> TUGAS YANG DIKERJAKAN:
(1) Menurut artikel tentang dua makanan hati, berapa lama hati tidak mendapatkan hikmah dan ilmu hingga hati itu mati?
(2) Tolong tuliskan lanjutan artikel tentang dua makanan hati, dimulai setelah kalimat terakhirnya.

> KUTIPAN TERPILIH:
***
Tasawuf/Akhlak

Dua Makanan Hati Menurut Imam al-Ghazali

Kam, 27 September 2018 | 09:00 WIB

Rasulullah ﷺ bersabda:

مَنْ يُرِدِ اللهُ بِهِ خَيْرًا يُفَقِّهْهُ فِيْ الدِّيْنِ وَيُلْهِمْهُ رُشْدَهُ

“Orang yang dikehendaki baik oleh Allah, maka ia akan dipandaikan di dalam urusan agama dan ia akan diberi ilham petunjuk kebenaran oleh Allah” (HR. al-Bukhari)

Itulah sabda Baginda Nabi Muhammad ﷺ dalam menjelaskan betapa ilmu agama penting bagi kehidupan manusia. Dari hadits di atas, sebagian ulama berpendapat bahwa orang yang diberi pemahaman tentang ilmu agama maka ia akan meninggal dalam keadaan husnul khatimah, sebagai bentuk pembuktian akan kebenaran sabda Nabi tersebut.

Pengaruh ilmu agama dalam kehidupan manusia tak ubahnya seperti pengaruh makan dan minum bagi mereka. 

Imam al-Ghazali, di dalam kitab Ihyâ’ ‘Ulûmid Dîn menyampaikan betapa pentingnya ilmu bagi hati seorang manusia. Di sana, beliau menyitir dawuh dan pernyataan sebagian ulama. Beliau berkata:

قال فتح الموصلي رحمه الله : أليس المريض إذا منع الطعام والشراب والدواء يموت؟ قالوا بلى. قال كذلك القلب إذا منع عنه الحكمة والعلم ثلاثة أيام يموت

“(Di hadapan para muridnya) Fath al-Mushili rahimahullah berkata, ‘Bukankah akan mati jika ada orang sakit yang tidak mendapatkan makan, minum, dan obat ?’  Mereka pun menjawab, “Iya benar, akan mati.’ ‘Begitu juga hati, ketika tidak mendapatkan hikmah dan ilmu selama tiga hari, maka hati akan mati,’ lanjut beliau.”

Imam al-Ghazali membenarkan apa yang dikatakan Fath al-Mushili. Karena sesungguhnya makanan hati adalah ilmu dan hikmah. Dengan keduanyalah hati bisa hidup. Sebagaimana badan akan hidup jika makan. Tidak mendapatkan ilmu menyebabkan hati seseorang dalam keadaan sakit dan pasti akan mati, meskipun ia tidak merasa.

Cinta dunia dan kesibukan duniawi bisa membuat orang tidak merasakan hal tersebut. Sebagaimana kondisi sangat ketakutan (atau mabuk, red) akan bisa “menghilangkan” sakitnya luka yang berat. Kemudian, ketika kematian telah melenyapkan urusan-urusan duniawi dari dirinya, maka baru dia merasakan bahwa dirinya dalam keadaan rusak dan baru dia sangat menyesal. Penyesalan pascakematian ini tentu tidak ada gunanya lagi. Sama seperti orang yang sudah aman dari ketakutannya atau orang yang sudah sadar dari mabuknya, ia baru merasakan luka-luka yang ia alami saat mabuk atau saat ketakutan.
***
> DATA YANG DISEDIAKAN:

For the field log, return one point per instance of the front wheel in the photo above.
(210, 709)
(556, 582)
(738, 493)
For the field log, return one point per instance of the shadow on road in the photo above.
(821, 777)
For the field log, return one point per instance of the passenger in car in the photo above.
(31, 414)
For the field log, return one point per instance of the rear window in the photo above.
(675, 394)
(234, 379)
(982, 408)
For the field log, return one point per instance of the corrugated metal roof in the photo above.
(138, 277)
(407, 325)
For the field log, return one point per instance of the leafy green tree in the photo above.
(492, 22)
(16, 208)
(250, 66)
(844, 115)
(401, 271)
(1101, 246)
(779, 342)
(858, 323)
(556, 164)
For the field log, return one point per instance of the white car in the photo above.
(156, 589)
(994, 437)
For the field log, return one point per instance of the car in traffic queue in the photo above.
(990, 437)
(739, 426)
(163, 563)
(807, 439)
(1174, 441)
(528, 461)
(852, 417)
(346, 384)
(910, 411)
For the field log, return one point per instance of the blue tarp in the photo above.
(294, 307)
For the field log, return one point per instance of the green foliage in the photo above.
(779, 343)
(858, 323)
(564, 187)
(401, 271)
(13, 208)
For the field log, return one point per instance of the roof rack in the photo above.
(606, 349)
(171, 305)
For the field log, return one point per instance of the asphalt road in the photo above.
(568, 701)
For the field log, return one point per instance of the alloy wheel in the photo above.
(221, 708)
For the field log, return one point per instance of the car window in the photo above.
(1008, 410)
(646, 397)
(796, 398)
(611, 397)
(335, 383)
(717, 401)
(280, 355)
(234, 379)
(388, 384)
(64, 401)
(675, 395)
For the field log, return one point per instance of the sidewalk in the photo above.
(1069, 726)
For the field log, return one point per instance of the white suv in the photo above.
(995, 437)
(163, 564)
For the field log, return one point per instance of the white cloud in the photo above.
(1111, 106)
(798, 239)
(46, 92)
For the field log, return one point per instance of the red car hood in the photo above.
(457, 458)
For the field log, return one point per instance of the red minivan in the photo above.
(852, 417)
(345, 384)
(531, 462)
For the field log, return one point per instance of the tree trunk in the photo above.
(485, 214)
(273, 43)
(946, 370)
***
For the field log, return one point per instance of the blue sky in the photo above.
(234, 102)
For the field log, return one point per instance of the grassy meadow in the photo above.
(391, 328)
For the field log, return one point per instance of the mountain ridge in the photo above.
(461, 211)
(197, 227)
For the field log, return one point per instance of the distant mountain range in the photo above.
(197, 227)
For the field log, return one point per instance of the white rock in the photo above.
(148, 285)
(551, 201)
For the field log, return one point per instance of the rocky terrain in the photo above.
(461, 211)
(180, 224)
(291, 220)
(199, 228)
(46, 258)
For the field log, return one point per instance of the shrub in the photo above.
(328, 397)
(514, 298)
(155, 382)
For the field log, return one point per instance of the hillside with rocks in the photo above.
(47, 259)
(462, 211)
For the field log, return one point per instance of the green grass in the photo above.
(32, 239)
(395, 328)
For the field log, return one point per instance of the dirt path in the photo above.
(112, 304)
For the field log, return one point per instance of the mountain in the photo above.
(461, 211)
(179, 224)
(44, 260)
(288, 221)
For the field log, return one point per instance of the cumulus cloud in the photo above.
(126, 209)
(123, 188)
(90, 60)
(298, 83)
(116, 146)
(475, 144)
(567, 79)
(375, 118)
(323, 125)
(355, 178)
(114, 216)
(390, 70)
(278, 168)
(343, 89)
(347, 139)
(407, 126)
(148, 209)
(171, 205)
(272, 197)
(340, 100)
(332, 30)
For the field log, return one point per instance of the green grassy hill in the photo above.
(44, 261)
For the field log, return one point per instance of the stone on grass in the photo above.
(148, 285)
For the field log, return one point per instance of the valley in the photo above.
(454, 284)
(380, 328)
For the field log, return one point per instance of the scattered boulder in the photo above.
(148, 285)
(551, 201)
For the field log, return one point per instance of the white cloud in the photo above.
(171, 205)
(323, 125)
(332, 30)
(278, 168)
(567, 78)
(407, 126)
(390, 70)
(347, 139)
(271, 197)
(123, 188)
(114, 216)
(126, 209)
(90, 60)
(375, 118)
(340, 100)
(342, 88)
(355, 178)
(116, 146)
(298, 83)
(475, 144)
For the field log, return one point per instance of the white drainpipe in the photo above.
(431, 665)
***
> JAWABAN YANG DIHARAPKAN:
(1) Tiga hari.

(2)
Maka kita berlindung kepada Allah ﷻ dari hari terbukanya tirai semua amal. Karena sesungguhnya manusia masih dalam keadaan tertidur. Ketika  meninggal dunia, maka mereka baru terbangun dari tidurnya. (Imam Muhammad al-Ghazali, Ihyâ’ ‘Ulûmid Dîn, Beirut, Dar al-Fikr, juz I, halaman 8)

Terdapat berbagai pemahaman di kalangan para ulama terkait dengan maksud dari kata al-hikmah yang tercantum di dalam Al-Qur’an seperti firman Allah ﷻ:

يُؤْتِي الْحِكْمَةَ مَنْ يَشَاءُ وَمَنْ يُؤْتَ الْحِكْمَةَ فَقَدْ أُوتِيَ خَيْرًا كَثِيرًا وَمَا يَذَّكَّرُ إِلَّا أُولُو الْأَلْبَابِ 

“Allah memberikan hikmah kepada orang yang Ia kehendaki. Barangsiapa diberi hikmah, maka sesungguhnya ia telah diberi kebaikan yang banyak. Dan tidak menerima pengingat kecuali orang-orang yang memiliki akal sempurna.” (QS Al-Baqarah: 269)

Baginda Nabi Muhammad ﷺ juga pernah bersabda:

الْحِكْمَةُ يَمَانِيَّةٌ

“Hikmah adalah Yaman.” (HR. at-Tirmidzi)

Ada yang berpendapat maksud dari al-hikmah adalah amal. Ada juga yang berpendapat maksudnya adalah setiap sesuatu yang mencegah dari perbuatan bodoh dan perbuatan jelek. Dan masih banyak lagi pendapat ulama tentang maksud dari kata al-hikmah. (Muhammad ibn Qasim ibn Muhammad ibn Zakur al-Fasi, Zuhr al-Akam fi al-Amtsal, halaman 7) 

Terkait tentang maksud dari kata al-hikmah ini, al-Ghazali berkata di dalam kitab Ihyâ’-nya:

ونعني بالحكمة حالة للنفس بها يدرك الصواب من الخطأ في جميع الأفعال الاختيارية

“Yang saya kehendaki dengan kata al-hikmah adalah kondisi hati yang bisa menjadi sarana mengetahui yang benar dan yang salah dalam semua perbuatan yang kita pilih. (Imam Muhammad al-Ghazali, Ihyâ’ ‘Ulûmid Dîn, Beirut, Dar al-Fikr, juz III, halaman 3)

Wallahu a’lam. (Moh. Sibromulisi)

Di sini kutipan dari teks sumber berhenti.